Read the lines of the data below and retrieve those with "trim".

===

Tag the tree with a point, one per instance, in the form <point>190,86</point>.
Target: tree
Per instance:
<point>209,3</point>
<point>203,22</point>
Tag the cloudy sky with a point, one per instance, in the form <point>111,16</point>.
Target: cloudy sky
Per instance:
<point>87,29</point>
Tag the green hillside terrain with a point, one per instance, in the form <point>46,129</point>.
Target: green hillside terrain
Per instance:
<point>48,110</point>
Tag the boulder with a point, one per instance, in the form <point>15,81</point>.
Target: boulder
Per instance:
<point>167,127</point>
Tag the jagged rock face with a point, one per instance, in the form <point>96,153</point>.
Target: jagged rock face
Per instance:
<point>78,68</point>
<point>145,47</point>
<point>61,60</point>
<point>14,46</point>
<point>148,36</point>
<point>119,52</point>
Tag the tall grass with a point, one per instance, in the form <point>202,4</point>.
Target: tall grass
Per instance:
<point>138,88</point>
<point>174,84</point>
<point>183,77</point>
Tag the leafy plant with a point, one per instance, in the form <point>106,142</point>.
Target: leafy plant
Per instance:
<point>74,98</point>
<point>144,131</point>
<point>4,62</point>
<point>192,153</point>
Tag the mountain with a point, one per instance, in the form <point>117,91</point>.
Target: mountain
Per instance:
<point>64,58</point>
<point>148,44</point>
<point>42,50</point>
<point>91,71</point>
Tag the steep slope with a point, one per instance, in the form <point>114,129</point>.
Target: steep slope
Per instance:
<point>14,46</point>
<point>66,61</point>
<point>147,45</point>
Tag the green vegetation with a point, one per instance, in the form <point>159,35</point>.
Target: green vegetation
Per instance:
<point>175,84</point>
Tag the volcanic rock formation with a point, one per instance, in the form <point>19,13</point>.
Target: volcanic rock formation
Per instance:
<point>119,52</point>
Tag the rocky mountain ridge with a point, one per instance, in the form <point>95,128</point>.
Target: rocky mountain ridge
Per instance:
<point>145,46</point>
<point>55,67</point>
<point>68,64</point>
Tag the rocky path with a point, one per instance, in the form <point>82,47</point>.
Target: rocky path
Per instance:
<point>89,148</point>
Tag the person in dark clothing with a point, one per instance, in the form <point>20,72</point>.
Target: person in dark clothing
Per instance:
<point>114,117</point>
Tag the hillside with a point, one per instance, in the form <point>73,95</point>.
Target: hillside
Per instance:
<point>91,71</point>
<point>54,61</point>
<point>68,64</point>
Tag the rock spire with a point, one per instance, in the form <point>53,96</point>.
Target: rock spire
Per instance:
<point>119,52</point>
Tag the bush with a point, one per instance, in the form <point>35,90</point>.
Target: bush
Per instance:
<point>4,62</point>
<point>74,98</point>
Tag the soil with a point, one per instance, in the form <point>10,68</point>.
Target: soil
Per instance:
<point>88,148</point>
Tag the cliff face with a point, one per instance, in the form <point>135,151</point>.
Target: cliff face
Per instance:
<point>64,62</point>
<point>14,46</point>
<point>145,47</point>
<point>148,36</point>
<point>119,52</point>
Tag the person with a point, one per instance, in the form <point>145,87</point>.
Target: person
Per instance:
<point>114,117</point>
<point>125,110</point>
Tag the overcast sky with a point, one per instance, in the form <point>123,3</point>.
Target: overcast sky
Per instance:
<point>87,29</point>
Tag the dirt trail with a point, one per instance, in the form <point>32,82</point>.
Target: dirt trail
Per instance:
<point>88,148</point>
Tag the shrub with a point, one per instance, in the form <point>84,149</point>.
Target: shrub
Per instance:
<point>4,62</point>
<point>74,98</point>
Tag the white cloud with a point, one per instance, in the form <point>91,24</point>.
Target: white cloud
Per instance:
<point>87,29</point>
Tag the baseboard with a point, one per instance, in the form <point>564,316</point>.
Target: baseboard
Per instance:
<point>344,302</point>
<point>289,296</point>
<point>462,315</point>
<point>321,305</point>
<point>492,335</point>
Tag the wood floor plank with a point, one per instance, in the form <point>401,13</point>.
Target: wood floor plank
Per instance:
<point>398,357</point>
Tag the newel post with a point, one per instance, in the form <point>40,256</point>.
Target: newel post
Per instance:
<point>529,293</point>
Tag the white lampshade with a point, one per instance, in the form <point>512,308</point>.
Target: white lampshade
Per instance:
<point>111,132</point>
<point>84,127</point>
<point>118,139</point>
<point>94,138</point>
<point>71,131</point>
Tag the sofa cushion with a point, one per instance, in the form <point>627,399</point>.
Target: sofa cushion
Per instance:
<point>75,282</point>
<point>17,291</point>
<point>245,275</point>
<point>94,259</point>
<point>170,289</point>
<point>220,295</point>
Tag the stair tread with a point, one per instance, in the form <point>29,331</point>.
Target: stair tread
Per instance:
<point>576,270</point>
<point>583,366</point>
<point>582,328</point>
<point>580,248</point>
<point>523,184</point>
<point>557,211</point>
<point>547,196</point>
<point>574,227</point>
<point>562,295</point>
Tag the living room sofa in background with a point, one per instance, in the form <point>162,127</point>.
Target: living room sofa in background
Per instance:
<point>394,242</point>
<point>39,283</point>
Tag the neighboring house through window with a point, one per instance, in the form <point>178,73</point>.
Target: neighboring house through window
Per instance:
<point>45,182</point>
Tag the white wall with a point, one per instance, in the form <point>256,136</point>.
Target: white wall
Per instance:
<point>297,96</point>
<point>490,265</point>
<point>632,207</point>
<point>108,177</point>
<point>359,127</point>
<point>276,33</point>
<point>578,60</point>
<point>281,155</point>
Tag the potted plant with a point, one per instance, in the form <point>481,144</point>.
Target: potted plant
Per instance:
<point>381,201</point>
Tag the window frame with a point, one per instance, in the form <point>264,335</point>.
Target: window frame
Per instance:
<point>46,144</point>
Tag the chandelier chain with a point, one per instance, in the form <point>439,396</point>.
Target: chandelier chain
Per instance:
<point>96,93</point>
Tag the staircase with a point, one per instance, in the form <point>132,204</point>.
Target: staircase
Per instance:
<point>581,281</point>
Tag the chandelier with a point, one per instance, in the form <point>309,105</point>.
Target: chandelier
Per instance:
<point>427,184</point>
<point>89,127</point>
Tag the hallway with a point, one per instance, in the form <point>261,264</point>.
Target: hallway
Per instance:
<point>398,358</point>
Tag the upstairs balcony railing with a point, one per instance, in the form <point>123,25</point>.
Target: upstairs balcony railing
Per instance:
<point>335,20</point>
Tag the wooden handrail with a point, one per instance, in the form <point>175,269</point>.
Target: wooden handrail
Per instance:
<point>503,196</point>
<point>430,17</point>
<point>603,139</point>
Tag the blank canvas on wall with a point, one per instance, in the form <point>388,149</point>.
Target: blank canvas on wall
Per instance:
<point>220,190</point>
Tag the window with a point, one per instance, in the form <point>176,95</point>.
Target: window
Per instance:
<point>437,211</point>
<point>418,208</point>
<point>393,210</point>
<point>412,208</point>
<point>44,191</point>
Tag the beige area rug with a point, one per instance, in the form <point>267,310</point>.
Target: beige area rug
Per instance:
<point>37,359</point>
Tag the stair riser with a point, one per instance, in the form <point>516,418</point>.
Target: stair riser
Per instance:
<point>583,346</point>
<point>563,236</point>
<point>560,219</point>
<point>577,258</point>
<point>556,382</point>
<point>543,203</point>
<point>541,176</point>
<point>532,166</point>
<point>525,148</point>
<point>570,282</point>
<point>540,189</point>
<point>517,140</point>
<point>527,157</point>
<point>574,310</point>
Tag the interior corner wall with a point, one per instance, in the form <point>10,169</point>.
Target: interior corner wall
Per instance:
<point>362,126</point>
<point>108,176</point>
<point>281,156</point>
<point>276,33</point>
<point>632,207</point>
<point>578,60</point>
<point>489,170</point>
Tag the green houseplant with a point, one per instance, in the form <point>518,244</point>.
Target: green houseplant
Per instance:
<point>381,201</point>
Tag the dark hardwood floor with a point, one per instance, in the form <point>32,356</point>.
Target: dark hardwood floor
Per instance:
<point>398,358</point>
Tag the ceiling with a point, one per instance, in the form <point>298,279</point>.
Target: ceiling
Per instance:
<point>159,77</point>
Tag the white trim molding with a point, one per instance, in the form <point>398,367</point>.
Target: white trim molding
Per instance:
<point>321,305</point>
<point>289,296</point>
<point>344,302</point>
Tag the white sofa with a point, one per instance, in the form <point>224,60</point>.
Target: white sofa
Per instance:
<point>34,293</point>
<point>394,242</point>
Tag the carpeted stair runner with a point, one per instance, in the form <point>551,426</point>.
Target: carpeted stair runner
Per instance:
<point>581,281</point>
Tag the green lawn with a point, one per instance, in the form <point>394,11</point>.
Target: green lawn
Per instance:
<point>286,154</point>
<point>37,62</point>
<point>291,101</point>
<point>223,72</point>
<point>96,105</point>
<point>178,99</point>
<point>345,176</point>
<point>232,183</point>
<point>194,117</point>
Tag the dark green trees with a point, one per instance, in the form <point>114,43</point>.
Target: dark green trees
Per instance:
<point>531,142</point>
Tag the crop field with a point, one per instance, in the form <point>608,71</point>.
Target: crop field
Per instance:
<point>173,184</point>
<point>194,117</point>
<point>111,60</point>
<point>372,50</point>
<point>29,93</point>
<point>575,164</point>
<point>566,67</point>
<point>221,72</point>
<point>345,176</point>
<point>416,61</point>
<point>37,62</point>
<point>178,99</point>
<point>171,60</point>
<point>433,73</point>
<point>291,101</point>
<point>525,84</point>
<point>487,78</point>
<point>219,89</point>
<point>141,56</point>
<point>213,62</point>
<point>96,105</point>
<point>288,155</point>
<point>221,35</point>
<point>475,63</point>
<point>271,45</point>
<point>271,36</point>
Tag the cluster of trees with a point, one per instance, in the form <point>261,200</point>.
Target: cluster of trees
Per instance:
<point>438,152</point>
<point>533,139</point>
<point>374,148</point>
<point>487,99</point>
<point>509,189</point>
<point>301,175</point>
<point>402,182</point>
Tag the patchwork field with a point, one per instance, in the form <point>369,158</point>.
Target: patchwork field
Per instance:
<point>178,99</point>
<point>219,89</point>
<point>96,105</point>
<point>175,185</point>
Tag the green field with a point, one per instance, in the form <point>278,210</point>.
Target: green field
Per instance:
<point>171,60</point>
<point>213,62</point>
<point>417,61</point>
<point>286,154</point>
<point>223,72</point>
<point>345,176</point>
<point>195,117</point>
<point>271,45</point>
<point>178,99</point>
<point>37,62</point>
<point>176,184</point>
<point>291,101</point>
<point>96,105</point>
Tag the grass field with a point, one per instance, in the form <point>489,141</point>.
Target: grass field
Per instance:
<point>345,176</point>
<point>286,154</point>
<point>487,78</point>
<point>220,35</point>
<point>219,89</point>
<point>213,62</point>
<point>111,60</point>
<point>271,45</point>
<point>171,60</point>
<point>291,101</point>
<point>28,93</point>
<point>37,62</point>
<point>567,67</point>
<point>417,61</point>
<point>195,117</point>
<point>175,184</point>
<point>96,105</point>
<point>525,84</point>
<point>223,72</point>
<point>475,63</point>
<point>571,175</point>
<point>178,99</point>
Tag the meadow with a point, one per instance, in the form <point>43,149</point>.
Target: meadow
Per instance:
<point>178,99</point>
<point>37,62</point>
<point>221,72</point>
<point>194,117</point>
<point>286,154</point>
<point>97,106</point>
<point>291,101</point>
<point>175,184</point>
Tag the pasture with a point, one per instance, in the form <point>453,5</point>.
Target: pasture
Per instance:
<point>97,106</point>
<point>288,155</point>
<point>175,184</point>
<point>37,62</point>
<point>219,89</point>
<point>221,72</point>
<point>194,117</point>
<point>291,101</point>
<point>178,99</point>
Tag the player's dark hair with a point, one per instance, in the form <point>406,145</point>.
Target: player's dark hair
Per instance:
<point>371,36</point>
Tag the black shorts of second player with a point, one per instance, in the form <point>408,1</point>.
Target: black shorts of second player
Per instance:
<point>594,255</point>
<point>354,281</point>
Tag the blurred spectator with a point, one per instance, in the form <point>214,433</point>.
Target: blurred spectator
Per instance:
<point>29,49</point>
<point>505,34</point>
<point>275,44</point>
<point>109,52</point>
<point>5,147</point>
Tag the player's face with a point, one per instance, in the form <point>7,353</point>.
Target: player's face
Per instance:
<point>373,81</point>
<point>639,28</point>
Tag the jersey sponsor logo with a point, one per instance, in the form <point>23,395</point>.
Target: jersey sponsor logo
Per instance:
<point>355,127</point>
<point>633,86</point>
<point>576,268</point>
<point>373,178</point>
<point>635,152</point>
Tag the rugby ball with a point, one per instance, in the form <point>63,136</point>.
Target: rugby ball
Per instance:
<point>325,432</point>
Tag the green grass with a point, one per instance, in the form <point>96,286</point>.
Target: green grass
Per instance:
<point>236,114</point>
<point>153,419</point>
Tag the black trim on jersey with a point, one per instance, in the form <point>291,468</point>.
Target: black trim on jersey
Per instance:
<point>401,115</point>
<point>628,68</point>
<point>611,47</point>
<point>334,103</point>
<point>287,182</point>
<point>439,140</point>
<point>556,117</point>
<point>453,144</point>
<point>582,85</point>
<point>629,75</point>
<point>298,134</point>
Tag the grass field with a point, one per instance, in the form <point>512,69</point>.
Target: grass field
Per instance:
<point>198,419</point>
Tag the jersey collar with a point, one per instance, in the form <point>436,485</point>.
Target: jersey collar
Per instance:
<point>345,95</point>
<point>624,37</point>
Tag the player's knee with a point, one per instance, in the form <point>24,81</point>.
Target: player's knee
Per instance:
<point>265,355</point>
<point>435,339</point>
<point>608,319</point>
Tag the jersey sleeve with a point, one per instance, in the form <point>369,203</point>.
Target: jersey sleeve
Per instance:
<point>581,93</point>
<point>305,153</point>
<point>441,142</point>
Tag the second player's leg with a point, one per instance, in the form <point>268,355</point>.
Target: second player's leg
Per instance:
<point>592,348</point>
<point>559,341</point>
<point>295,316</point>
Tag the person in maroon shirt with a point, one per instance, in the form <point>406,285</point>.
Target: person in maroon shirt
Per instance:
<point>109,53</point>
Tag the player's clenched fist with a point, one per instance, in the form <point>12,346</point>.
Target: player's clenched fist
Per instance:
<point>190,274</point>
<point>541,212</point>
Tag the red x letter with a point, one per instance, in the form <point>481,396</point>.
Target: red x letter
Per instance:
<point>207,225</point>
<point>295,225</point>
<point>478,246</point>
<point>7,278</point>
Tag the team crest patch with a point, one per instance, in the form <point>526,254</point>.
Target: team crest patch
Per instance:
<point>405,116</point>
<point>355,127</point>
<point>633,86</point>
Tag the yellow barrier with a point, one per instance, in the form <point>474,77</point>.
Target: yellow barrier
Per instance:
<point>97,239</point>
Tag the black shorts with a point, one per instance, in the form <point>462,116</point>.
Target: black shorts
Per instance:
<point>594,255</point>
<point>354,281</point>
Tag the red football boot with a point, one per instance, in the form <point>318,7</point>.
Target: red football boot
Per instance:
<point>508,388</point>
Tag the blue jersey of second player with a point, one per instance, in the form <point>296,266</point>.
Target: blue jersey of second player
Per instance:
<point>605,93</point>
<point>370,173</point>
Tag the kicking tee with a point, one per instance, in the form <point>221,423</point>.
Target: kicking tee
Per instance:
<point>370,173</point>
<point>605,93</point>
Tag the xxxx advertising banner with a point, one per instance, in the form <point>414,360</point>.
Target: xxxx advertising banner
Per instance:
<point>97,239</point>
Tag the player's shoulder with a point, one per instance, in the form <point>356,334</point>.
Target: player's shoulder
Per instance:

===

■ **Problem solution**
Tag the white trim molding with a point, one per instance, in the form <point>398,367</point>.
Target: white trim molding
Tag the black trim on jersey with a point, one per instance, in the form <point>291,468</point>.
Target: black trim on jersey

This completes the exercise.